**取り組む課題**
(a) ラリー・チリの記事によると、シェイクダウンでオイット・タナクは何番手タイムを記録しましたか。
(b) ラリー・チリの記事のうち、「WRC2019/05/10」を含む語句で始まり「ングテクニックが求められる。」で終わる部分を、一字も変えずにそのまま繰り返してください。

**提供テキスト**

__________________________________________________

WRC2019/05/10

トヨタ勢、初開催チリにむけて戦いの準備完了

(c)Toyota

 WRC初開催となるラリー・チリがいよいよ開幕、トヨタGAZOOレーシングWRTは9日に行われたシェイクダウンでオイット・タナクが2番手タイム、ヤリ-マティ・ラトバラが3番手タイム、クリス・ミークが6番手タイムを記録、金曜日から始まる森林ステージに向けて、クルマのセッティングおよび最終確認を行なった。

 WRC初開催となるラリー・チリは、前戦ラリー・アルゼンチンと同じく、南米大陸を舞台するグラベルラリーとなる。しかし、コースの特徴はアルゼンチンと大きく異なり、ステージの大部分が森林地帯で行なわれる。路面は全体的にフラットで、クルマに大きなダメージを与えるような石はそれほど多くない。スピードが乗る中高速コーナーが続き、ドライバーにとっては比較的走りやすいコースだといえる。しかし、道幅が狭いところも多く、道の先が見えないクレストやジャンプもあるため、正確なドライビングテクニックが求められる。

__________________________________________________

座標ラベリングデータ:
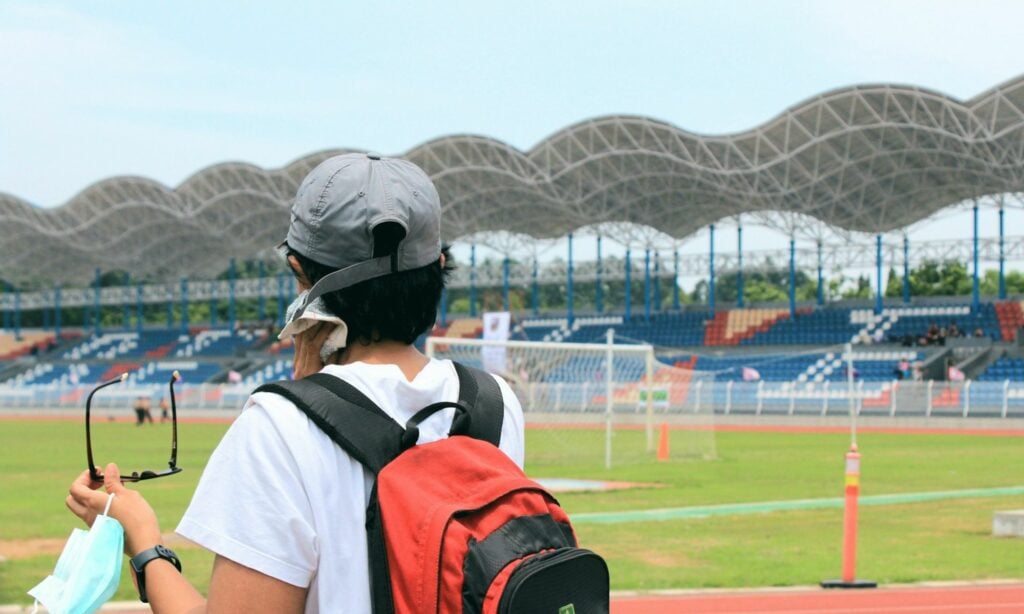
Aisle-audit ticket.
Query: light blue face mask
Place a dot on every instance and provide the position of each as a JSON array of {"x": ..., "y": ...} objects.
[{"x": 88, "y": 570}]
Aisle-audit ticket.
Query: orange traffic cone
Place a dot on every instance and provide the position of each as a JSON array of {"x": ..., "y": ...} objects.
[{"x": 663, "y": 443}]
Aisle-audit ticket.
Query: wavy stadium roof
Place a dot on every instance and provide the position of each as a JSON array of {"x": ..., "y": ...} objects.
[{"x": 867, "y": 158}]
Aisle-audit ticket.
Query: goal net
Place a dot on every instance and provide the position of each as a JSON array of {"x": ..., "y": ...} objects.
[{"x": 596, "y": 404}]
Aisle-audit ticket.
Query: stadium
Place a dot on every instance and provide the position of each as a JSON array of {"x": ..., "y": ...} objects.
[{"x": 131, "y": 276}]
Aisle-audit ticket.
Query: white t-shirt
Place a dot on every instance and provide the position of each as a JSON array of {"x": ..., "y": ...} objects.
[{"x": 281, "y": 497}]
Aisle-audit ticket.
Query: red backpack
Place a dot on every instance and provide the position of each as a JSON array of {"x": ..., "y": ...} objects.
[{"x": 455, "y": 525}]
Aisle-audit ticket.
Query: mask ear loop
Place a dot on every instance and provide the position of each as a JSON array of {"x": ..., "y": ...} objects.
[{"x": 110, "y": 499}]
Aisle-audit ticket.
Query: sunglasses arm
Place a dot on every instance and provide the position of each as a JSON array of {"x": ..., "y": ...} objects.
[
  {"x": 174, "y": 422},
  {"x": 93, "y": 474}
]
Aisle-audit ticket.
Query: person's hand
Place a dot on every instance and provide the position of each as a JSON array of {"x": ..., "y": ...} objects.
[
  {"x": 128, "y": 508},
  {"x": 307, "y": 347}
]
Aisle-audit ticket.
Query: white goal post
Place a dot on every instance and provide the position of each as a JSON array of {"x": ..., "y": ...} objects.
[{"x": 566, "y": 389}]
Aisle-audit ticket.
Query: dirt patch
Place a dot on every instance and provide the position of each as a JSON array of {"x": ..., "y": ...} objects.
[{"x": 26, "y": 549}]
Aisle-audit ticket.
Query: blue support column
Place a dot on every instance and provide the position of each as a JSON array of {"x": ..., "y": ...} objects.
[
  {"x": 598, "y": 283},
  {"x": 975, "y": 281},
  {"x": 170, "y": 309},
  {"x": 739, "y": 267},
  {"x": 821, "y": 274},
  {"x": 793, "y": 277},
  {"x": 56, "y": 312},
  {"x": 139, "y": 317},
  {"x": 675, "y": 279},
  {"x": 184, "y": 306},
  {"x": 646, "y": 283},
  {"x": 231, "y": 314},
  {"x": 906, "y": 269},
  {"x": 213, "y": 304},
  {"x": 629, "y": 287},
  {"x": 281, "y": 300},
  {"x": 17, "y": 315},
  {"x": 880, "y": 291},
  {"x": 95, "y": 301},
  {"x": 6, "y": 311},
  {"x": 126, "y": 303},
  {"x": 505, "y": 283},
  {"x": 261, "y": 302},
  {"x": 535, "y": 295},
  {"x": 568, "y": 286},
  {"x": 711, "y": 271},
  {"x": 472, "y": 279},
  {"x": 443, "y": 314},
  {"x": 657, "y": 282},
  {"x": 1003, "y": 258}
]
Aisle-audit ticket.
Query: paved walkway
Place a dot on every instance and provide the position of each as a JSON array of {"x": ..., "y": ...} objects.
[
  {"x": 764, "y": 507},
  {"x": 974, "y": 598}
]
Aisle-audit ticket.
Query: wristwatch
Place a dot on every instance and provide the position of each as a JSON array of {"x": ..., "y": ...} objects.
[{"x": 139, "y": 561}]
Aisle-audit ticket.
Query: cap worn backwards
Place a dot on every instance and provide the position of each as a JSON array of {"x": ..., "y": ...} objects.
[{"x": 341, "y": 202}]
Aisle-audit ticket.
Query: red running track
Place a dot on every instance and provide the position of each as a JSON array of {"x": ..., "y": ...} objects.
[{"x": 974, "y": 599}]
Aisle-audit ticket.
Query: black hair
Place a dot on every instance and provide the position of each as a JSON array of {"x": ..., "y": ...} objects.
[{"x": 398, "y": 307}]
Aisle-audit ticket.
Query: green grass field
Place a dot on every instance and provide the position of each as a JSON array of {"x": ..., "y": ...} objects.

__________________________________________________

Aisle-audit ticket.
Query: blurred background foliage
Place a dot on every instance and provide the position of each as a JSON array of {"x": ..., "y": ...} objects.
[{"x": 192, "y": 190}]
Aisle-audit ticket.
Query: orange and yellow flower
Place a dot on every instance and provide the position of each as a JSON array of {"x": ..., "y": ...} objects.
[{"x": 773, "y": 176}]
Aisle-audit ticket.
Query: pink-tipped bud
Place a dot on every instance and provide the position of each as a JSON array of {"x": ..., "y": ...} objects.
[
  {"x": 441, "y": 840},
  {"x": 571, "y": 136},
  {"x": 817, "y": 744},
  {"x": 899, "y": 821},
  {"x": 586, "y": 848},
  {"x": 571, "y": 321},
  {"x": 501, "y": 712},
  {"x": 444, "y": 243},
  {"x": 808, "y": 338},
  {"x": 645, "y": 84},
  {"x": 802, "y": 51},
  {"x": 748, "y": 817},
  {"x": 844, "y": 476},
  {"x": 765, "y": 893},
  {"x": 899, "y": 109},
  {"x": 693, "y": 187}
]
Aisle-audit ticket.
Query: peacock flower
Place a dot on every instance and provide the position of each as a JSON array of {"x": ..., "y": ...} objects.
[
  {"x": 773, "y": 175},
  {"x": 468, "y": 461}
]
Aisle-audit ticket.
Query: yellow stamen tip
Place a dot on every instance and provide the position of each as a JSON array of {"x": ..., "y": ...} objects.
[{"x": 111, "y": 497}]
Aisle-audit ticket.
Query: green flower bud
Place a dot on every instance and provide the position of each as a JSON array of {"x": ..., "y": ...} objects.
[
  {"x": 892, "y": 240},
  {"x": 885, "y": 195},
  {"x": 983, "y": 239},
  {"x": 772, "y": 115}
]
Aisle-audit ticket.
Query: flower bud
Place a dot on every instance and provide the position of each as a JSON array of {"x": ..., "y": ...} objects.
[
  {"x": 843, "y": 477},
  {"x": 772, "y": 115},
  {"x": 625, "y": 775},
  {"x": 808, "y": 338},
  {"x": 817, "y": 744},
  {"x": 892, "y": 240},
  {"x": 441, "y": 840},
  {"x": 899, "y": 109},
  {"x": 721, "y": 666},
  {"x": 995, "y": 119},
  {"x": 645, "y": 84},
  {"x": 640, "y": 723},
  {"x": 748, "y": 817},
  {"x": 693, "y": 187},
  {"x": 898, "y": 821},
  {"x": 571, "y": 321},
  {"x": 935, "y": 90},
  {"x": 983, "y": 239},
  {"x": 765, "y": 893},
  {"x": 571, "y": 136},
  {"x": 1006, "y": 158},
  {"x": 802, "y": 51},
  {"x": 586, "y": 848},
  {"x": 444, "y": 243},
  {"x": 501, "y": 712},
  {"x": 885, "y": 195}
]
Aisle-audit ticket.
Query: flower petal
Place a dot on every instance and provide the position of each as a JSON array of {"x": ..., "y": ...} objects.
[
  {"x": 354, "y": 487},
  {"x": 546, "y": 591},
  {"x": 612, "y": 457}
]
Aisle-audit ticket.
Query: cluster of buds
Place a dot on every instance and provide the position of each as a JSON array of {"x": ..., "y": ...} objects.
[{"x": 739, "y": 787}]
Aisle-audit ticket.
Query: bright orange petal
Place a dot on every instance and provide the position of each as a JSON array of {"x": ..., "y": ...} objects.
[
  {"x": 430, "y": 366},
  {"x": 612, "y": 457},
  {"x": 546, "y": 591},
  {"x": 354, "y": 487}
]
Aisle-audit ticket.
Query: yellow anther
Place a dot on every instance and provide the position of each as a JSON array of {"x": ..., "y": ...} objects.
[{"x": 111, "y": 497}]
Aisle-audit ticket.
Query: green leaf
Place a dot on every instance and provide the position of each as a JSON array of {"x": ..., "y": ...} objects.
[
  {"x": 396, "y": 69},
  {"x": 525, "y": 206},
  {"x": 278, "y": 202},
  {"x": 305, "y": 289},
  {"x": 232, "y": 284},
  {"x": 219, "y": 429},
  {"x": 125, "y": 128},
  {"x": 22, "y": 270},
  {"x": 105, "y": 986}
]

__________________________________________________

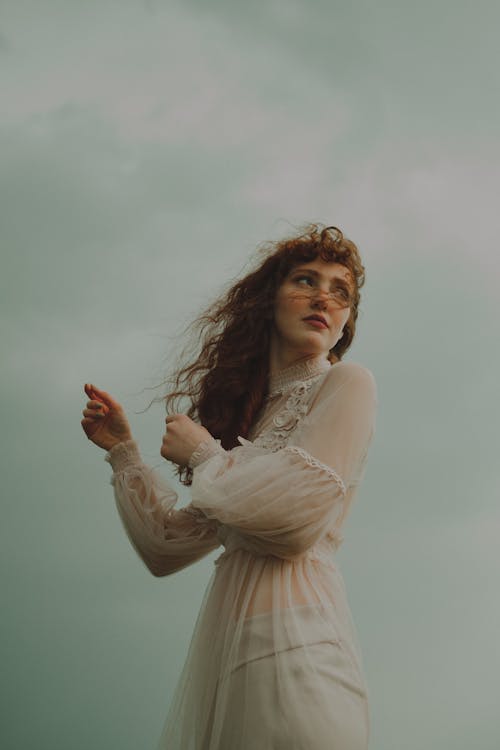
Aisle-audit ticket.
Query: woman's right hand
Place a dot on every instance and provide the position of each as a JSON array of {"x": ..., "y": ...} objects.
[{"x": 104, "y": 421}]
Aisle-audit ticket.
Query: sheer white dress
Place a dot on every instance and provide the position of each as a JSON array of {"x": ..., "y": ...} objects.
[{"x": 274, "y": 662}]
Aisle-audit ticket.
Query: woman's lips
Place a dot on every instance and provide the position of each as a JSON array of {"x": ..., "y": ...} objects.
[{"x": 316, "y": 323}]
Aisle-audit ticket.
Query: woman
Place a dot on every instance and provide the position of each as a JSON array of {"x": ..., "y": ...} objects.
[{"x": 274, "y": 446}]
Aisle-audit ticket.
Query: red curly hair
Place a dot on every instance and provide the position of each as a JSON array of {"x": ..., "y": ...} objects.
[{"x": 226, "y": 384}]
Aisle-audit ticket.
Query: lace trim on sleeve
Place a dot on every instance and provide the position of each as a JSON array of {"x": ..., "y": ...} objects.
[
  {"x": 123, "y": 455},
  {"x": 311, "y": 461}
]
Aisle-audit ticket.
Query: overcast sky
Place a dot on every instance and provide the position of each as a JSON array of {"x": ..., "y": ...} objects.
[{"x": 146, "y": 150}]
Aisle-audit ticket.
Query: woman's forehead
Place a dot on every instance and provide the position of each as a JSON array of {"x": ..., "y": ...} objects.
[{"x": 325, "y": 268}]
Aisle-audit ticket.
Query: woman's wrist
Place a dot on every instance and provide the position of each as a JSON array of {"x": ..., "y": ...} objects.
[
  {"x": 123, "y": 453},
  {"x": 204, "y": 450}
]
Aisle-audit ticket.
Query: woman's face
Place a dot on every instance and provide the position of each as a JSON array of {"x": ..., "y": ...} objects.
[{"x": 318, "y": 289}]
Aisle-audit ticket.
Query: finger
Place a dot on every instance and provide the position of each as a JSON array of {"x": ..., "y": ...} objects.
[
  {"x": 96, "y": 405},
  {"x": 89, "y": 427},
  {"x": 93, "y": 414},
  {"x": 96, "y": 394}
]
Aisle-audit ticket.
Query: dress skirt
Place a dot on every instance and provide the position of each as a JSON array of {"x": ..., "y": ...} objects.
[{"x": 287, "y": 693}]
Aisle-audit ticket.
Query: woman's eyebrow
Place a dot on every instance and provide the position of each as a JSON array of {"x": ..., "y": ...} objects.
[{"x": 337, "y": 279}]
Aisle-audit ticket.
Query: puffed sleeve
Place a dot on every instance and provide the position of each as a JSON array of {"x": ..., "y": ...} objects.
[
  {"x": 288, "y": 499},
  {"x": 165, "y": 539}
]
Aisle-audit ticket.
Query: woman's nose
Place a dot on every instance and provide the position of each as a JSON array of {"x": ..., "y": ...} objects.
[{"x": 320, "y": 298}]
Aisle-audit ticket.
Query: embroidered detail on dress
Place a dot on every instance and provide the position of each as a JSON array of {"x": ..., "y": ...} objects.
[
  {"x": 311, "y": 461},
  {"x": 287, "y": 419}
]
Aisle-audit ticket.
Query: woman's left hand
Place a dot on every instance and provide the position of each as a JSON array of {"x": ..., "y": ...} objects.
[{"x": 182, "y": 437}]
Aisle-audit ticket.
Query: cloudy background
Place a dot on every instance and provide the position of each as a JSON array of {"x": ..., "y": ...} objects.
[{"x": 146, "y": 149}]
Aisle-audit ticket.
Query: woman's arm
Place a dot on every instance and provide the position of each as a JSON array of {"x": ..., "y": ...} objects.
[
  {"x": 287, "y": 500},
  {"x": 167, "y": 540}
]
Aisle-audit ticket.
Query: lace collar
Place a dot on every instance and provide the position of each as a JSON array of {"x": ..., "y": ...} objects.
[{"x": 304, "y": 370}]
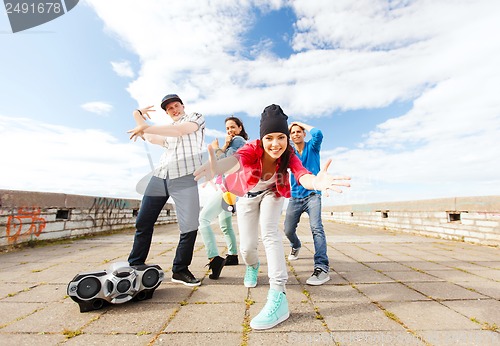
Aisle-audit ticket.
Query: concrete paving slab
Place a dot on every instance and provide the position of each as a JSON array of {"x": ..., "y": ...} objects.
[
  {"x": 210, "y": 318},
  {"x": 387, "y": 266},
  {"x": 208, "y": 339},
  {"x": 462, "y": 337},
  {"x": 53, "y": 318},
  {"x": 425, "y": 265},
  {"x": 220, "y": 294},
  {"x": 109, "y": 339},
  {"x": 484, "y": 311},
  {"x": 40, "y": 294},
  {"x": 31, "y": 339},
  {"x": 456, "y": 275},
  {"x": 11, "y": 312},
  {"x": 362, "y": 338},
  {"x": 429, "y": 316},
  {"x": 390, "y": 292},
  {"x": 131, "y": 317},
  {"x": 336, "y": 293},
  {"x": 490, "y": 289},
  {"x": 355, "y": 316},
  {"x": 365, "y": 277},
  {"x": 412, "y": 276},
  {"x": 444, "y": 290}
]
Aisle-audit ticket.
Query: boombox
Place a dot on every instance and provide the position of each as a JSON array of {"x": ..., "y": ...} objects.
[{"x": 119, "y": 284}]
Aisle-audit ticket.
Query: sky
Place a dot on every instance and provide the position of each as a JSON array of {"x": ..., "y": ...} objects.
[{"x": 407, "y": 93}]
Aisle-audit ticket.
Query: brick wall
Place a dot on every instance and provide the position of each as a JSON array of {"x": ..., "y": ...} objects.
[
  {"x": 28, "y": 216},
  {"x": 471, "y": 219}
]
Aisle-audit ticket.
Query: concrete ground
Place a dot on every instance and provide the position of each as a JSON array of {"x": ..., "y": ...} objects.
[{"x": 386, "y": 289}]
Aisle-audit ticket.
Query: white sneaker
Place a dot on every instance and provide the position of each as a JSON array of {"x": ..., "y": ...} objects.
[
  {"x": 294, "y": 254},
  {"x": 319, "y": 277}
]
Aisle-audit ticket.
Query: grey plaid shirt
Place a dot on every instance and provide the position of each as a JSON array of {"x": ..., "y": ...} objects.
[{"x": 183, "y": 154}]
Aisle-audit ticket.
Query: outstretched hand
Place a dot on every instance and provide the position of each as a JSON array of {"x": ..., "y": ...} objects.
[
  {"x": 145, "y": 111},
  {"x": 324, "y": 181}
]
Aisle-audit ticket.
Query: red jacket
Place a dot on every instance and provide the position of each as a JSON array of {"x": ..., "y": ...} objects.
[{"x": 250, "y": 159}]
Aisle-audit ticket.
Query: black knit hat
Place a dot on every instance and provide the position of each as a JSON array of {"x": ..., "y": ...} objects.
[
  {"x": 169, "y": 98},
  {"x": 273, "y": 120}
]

__________________________________________________

**回答一覧**
(a) 2番手タイムです。

(b)
WRC2019/05/10

トヨタ勢、初開催チリにむけて戦いの準備完了

(c)Toyota

 WRC初開催となるラリー・チリがいよいよ開幕、トヨタGAZOOレーシングWRTは9日に行われたシェイクダウンでオイット・タナクが2番手タイム、ヤリ-マティ・ラトバラが3番手タイム、クリス・ミークが6番手タイムを記録、金曜日から始まる森林ステージに向けて、クルマのセッティングおよび最終確認を行なった。

 WRC初開催となるラリー・チリは、前戦ラリー・アルゼンチンと同じく、南米大陸を舞台するグラベルラリーとなる。しかし、コースの特徴はアルゼンチンと大きく異なり、ステージの大部分が森林地帯で行なわれる。路面は全体的にフラットで、クルマに大きなダメージを与えるような石はそれほど多くない。スピードが乗る中高速コーナーが続き、ドライバーにとっては比較的走りやすいコースだといえる。しかし、道幅が狭いところも多く、道の先が見えないクレストやジャンプもあるため、正確なドライビングテクニックが求められる。